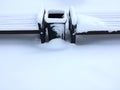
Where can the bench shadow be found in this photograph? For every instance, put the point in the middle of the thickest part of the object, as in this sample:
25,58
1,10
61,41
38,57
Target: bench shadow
20,39
98,39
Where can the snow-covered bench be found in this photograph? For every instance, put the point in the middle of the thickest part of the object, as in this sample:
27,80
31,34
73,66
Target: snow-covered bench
21,24
54,23
94,23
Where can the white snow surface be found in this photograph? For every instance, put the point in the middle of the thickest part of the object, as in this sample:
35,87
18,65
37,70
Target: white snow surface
89,23
93,63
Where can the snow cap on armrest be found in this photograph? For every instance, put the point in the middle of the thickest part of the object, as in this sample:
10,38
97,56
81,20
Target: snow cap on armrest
73,16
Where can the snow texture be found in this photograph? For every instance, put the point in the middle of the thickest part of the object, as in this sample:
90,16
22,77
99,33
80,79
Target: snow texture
89,23
93,63
58,28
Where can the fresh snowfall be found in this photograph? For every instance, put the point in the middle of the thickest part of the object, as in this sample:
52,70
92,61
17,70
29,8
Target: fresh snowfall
92,63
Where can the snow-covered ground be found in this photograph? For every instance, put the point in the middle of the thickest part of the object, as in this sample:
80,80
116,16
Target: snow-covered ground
90,64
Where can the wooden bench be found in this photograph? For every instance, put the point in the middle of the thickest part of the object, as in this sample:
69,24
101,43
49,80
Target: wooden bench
112,21
20,24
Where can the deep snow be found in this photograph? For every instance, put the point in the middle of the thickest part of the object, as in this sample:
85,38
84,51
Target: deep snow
90,64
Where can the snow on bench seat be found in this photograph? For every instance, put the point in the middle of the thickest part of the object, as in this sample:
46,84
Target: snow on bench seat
18,22
98,22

──────

• HOW TO COMPLETE THIS TASK: Print the records again exactly, without the pictures.

• THE COMPLETED TASK:
Where can the bench shadow be found in this photograph? For every instance, put the point in the middle of the thickest part of the object, as in this sample:
25,58
1,10
61,41
38,57
Target: bench shadow
20,39
98,39
Where can the snow-covered bench be found in this photograph? For every instance, put the point in the middle of the thickest part of the object, as in this sample:
27,80
31,34
73,66
Target: snow-covered bench
21,24
54,23
94,23
Where can the white snow surface be found in this photograph? For every instance, put the point in the middle of the thickest part of the object, as in this sample:
35,87
18,65
37,70
Target: white snow surface
89,23
93,63
Where can the snow cap on armrest be found in this photograph? For every instance, put the point in the middle of the thickest part of the object, as in this sample:
10,38
97,56
81,20
Target: snow cap on armrest
73,16
Where can the snow texture be found in this photograph? For every instance, put the point in the middle of the thickest part of the object, as in this sample:
90,16
22,77
99,33
80,79
Target: snow texture
89,23
93,63
58,28
Where can the fresh snowfall be found in this photograph? For every instance, put the point in the middle of the thickest part of the object, as in this sample:
52,70
92,61
17,70
29,8
Target: fresh snowfall
92,63
Where can the snow-covered ground be found in this photograph? For every instance, put the point in the middle of the thickest part of the object, as in this sample:
80,80
116,16
Target: snow-covered ground
90,64
Where can the wooden bench be found in this photograph? For every instance, put the point in the middle of the thickest part of the object, as in this sample:
69,24
101,43
49,80
Target: wooden bench
112,21
20,24
Where can the deep snow be found in this photograph? For every instance, put the point in the middle of the thickest part of the object, as in this sample:
85,38
84,51
Target: deep snow
90,64
Where can the snow on bench seat be found in this photograph? For every instance, put the point in the middle of the thickest part of the object, as in this sample:
46,84
Target: snow on bench seat
18,22
98,22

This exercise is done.